(Stored data entries)

╭──

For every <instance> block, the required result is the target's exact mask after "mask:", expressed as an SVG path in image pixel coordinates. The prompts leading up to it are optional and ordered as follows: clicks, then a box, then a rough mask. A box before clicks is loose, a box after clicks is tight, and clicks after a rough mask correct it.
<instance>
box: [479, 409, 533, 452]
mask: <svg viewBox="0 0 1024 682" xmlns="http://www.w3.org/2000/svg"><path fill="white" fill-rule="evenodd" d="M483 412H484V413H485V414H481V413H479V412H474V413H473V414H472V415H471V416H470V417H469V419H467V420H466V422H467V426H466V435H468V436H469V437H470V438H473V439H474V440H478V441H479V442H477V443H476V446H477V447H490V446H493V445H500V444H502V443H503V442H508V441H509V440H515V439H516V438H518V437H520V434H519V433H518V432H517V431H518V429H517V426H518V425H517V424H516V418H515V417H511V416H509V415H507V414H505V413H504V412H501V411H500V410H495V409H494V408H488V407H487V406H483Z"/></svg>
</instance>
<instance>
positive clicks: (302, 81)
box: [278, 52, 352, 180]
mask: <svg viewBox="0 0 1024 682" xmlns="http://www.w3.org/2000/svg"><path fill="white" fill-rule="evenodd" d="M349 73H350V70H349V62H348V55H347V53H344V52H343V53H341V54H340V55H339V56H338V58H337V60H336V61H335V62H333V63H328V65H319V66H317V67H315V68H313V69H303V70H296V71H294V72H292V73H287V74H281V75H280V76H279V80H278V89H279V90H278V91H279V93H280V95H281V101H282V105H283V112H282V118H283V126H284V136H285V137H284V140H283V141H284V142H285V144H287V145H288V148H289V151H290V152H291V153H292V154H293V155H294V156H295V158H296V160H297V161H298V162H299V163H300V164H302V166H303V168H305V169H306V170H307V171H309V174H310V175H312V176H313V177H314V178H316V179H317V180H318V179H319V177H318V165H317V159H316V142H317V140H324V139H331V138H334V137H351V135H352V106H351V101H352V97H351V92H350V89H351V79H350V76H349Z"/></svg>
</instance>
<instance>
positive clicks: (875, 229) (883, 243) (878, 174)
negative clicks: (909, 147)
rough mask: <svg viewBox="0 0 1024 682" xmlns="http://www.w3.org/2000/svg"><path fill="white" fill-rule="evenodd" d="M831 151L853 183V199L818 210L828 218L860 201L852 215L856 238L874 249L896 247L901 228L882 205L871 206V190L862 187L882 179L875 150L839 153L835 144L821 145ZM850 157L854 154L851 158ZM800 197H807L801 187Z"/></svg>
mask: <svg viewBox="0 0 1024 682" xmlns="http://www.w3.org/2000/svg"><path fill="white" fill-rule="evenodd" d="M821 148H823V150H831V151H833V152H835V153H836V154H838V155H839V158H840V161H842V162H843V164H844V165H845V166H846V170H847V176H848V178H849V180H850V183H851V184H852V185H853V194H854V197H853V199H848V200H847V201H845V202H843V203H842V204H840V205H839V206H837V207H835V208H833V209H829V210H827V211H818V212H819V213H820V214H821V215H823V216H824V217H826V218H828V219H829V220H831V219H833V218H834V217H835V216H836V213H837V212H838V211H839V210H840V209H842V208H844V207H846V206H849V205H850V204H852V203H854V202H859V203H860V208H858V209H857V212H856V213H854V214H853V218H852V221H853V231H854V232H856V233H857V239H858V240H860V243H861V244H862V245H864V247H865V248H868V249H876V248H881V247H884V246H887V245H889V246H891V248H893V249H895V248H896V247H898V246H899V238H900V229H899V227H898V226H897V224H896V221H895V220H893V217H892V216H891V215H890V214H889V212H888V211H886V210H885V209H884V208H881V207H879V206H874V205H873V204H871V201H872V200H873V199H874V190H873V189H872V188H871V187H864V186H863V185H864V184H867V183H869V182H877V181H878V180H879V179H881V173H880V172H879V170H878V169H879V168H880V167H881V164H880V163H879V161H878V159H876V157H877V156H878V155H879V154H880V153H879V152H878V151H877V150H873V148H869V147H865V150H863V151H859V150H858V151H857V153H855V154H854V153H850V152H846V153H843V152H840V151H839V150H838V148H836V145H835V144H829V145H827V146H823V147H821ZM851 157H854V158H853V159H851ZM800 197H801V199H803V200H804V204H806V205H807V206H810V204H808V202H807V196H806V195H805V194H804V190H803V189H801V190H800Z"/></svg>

╰──

What this task involves:
Please find every line in the records above that holds the word "clicks" and copy it.

Task output:
For every <instance> block, the required result is the target's exact mask after "mask:", expressed as an SVG path in image pixel coordinates. The prompts leading up to it are optional and ordered as follows: clicks, then a box, then a rough mask. A box before clicks is loose, a box after clicks is tight, and clicks after a rough mask correct it.
positive clicks: (302, 81)
positive clicks: (875, 229) (883, 243) (878, 174)
negative clicks: (909, 147)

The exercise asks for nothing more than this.